§ **What the exercise asks**
Every entry needs to be written out again exactly.

Natural-language object grounding data
------------------------
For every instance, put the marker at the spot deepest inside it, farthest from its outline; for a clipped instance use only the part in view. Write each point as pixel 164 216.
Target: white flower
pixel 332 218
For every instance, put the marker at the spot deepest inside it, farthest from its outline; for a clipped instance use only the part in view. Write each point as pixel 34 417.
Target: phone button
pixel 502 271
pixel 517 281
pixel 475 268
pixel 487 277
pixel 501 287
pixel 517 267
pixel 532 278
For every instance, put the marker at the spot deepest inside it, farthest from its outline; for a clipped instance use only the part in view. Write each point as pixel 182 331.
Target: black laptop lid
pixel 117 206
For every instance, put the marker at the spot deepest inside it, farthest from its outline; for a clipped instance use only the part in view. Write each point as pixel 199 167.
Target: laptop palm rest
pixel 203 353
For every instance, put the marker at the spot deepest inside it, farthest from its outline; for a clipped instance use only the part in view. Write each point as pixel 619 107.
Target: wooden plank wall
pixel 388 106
------------------------
§ **Response**
For every instance, put the marker at the spot deepest inside it, farthest from its outline; for a clipped instance use only the part in view. Write each point as pixel 164 216.
Target: white flower
pixel 332 218
For every instance, put the marker at the spot deepest inside it, farthest from its outline; for a clipped instance use only the part in view. Write each point as pixel 34 417.
Target: phone button
pixel 502 271
pixel 517 281
pixel 475 268
pixel 487 277
pixel 501 287
pixel 517 267
pixel 532 278
For every instance, put the marker at the spot deepest inside it, farthest from its outline; for a clipped instance use only the part in view. Write each point as pixel 182 331.
Target: black laptop lid
pixel 117 206
For every instance, put the marker at the spot deepest inside it, farthest from its outline; for a clipped instance use only the part in view. Write each point as pixel 199 167.
Target: laptop palm rest
pixel 203 353
For every instance, put the marker at the spot deepest inside it, farthest from its outline; for a clipped instance use only the part in view. Write each point as pixel 619 107.
Target: wooden plank wall
pixel 388 106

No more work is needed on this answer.